**Excerpt**
-------
Unlock the secrets of the cosmos.
It’s hard to imagine a more arresting and thought-provoking sight than a starry night sky. Something about the twinkle of the cosmos compels us to pause and ponder the deepest mysteries of the universe.
A Brief History of Time will help illuminate these secrets by unlocking the laws which govern the universe. Written in accessible language, it will help even the non-scientifically minded to understand why the universe exists, how it started and what it will look like in the future.
You will also find out about strange phenomena; like black holes which suck everything (well, almost everything) toward them. What’s more, you’ll also discover the secrets of time itself; as these blinks provide the answers to questions like “how fast is time going?” and “how do we know it’s going forwards?”
It’s safe to say that after these blinks, you’ll never view the night sky in quite the same way again.
Theories based on what you’ve seen in the past can help predict the future.
You’ve probably heard of the theory of gravity or the theory of relativity? But have you ever paused to think what we really mean when we talk about theories?
-------
**Given records**
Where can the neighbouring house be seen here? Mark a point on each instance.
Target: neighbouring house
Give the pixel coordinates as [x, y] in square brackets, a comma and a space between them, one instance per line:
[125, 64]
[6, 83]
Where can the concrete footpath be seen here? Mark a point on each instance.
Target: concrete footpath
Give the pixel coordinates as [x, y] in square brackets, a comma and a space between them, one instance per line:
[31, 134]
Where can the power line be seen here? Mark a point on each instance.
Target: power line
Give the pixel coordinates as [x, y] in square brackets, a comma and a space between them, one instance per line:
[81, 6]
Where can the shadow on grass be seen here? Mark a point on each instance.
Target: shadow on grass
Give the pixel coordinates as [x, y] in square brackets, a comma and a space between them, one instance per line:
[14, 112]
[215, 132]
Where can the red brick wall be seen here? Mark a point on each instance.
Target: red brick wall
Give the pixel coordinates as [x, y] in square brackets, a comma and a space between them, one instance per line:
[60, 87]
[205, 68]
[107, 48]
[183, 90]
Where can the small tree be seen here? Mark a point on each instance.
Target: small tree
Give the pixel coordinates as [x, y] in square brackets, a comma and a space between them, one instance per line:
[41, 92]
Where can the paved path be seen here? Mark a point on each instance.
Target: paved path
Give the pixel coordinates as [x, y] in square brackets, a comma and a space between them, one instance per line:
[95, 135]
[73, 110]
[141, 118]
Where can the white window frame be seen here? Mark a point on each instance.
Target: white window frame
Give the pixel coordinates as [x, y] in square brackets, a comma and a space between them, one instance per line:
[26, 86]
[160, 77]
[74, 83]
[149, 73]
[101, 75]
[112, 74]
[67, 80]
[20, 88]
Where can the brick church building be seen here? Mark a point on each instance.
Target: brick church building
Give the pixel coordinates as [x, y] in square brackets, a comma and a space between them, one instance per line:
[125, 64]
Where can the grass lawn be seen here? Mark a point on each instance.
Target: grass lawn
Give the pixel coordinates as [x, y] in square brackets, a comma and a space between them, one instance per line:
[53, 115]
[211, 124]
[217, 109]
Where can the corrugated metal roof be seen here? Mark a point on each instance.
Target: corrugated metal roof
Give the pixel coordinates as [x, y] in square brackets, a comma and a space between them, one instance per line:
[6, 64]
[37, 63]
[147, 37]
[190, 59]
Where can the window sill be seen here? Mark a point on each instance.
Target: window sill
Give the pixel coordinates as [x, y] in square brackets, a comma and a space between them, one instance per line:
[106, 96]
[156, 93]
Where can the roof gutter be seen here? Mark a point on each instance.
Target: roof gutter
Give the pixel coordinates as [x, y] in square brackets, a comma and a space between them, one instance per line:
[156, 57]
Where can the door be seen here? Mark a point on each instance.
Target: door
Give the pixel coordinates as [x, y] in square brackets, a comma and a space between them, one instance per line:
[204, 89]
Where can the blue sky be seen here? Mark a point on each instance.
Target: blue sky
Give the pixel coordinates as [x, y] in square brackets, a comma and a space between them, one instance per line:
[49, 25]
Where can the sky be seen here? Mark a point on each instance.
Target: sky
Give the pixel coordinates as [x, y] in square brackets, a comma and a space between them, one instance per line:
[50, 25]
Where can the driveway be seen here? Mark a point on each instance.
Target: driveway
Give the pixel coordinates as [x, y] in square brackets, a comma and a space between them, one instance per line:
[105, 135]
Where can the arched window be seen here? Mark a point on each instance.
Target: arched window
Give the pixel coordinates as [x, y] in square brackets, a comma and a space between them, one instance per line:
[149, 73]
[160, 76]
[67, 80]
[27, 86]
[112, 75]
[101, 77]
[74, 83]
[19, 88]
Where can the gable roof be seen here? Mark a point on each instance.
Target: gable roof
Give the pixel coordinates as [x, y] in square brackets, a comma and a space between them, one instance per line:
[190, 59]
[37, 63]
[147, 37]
-------
**Exercises**
A: According to the passage introducing A Brief History of Time, what do black holes do?
B: Continue the passage introducing A Brief History of Time from the point where it stops.

**Task-by-task answers**
A: They suck almost everything toward them.

B:
A theory, in its most basic terms, is a model that accurately explains large groups of observations. Scientists collect data from observations they see in, for example, experiments, and use it to develop explanations of how and why phenomena happen.
For example, Isaac Newton developed the theory of gravity after observing many phenomena, from apples falling from trees to the movements of planets. Using the data he collected he was able to describe gravity in a theory.
Theories have two great benefits:
First, they allow scientists to make definite predictions about future events. For example, Newton’s theory of gravity allowed scientists to predict the future movements of objects like planets. If you want to know, say, where Mars will be six months from now, it’s possible to predict this precisely using the theory of gravity.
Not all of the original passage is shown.